Exercise directions: Write the records out again, unchanged.

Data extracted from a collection
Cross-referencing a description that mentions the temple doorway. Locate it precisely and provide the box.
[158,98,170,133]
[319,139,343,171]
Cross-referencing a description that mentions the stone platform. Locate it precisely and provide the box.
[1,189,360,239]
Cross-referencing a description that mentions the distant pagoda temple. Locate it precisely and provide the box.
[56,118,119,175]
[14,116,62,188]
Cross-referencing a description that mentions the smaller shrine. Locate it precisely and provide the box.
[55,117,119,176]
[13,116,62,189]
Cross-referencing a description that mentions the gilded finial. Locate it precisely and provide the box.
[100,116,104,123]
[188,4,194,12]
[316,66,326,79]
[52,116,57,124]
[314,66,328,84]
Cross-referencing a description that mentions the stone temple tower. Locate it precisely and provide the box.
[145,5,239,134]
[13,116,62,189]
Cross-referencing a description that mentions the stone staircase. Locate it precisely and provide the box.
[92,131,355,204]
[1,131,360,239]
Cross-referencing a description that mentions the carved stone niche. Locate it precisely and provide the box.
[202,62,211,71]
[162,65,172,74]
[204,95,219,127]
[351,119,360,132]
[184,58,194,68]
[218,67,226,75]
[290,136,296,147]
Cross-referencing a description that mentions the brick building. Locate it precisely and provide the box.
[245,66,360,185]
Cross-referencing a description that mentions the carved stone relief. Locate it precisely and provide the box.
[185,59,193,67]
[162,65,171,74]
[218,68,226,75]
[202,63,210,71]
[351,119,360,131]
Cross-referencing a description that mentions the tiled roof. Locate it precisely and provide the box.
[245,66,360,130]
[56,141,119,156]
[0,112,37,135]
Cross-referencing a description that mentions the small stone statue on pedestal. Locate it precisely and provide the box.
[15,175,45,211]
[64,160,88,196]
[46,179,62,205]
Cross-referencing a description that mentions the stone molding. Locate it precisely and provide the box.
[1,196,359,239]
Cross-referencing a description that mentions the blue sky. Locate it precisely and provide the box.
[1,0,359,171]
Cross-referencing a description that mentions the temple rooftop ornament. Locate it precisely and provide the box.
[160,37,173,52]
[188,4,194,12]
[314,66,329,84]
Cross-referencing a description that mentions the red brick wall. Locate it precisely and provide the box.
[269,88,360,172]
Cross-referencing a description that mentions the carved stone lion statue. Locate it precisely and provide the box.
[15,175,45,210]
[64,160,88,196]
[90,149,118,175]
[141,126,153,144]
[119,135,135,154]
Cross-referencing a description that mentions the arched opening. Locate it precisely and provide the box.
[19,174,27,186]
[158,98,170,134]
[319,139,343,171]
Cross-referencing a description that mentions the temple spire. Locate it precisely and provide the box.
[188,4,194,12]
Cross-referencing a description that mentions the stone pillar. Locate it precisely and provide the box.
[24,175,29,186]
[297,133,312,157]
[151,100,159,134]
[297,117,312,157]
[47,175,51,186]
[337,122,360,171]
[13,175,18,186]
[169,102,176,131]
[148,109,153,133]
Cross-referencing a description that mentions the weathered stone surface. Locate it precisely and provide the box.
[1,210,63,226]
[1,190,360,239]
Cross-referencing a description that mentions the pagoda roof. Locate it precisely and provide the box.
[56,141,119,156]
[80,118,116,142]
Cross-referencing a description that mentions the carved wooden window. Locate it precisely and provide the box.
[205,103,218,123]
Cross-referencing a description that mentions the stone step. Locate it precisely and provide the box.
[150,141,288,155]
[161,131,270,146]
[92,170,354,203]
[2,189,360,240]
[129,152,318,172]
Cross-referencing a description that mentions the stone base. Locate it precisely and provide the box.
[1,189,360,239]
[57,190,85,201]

The completed task:
Cross-referencing a description that mentions the temple doorway. Locate it precisely and provide the box.
[158,98,170,133]
[319,139,343,171]
Cross-referencing a description that mentions the stone platform. Locate it precisely and provide the box.
[1,189,360,239]
Cross-referencing a description that mentions the distant pagoda temple. Locate it precisely and provide the box.
[56,118,119,175]
[14,116,62,188]
Cross-referencing a description that mentions the smaller shrine. Locate it precisely and provide the box.
[55,117,119,176]
[13,116,62,189]
Cross-referencing a description that mentions the gilded finial. Locate it precisely and provide the box.
[100,116,104,123]
[188,4,194,12]
[316,66,326,79]
[52,116,57,124]
[314,66,328,84]
Cross-referencing a description that mentions the stone temple tower. Locate it precisely and provide the box.
[145,5,239,134]
[13,116,62,189]
Cross-referencing a description that mentions the stone staircase. Locate it precisely and provide the box.
[92,131,355,204]
[1,131,360,239]
Cross-referencing a description that mentions the carved stone niche. Locate it precisely and provide the box.
[202,62,211,71]
[162,65,172,74]
[204,95,219,127]
[351,119,360,132]
[184,58,194,68]
[218,67,226,75]
[290,136,296,147]
Cross-referencing a description that mentions the brick building. Locate it precisely and provide the box.
[245,66,360,185]
Cross-referencing a description that mentions the carved stone relief. Locate it precisely and provide the box.
[185,59,193,67]
[162,65,171,74]
[218,68,226,75]
[202,63,210,71]
[351,119,360,131]
Cross-referencing a description that mentions the tiled roof. Locate it precisely and provide the box.
[245,66,360,130]
[56,141,119,156]
[0,112,37,135]
Cross-referencing a description that mentions the small stone statue on pedestal. Locate it precisely and provide the box.
[15,175,45,211]
[64,160,88,196]
[46,179,62,205]
Cross-referencing a description that mentions the stone molding. Locate it precisely and provide the box.
[1,196,359,239]
Cross-referencing a description that mentions the blue sky. Locate it precisely and provide the box.
[1,0,359,171]
Cross-referencing a description that mentions the temple rooftop ornament. Locate it precisely and provide the box.
[160,37,173,52]
[188,4,194,12]
[314,66,329,84]
Cross-referencing a description that mentions the red brick wall. Locate it precisely and provide the box.
[269,88,360,172]
Cross-referencing a description that mentions the carved stone lion statue. Locate it precisely and provide the box.
[15,175,45,210]
[64,160,88,196]
[90,149,118,175]
[141,126,153,144]
[119,135,135,154]
Cross-referencing a description that mentions the arched opening. Locate it precisely and provide the box.
[19,174,27,186]
[158,98,170,134]
[319,139,343,171]
Cross-referencing a description that mentions the temple spire. Locate it precisely and provide the box.
[188,4,194,12]
Cross-referencing a description that mentions the stone pillar. Locate it precisely and provide the box.
[24,175,29,186]
[297,133,312,157]
[151,100,159,134]
[297,117,312,157]
[47,175,51,186]
[337,122,360,171]
[13,175,18,186]
[169,102,176,131]
[148,109,153,133]
Cross-referencing a description that mentions the weathered stone surface. Locate it precisely and provide the box.
[1,210,63,226]
[1,190,360,239]
Cross-referencing a description that mentions the pagoda roof. Locate it precisely and provide the box.
[56,141,119,156]
[80,118,116,142]
Cross-referencing a description that mentions the carved wooden window. Locate it precisely and provide the box.
[205,103,218,123]
Cross-referencing a description that mentions the stone step. Locate it precisely and provide the box.
[150,141,288,155]
[161,131,270,146]
[92,170,354,203]
[2,189,360,240]
[129,152,318,172]
Cross-referencing a description that mentions the stone base. Locate it precisely and provide the box.
[1,189,360,239]
[57,190,85,201]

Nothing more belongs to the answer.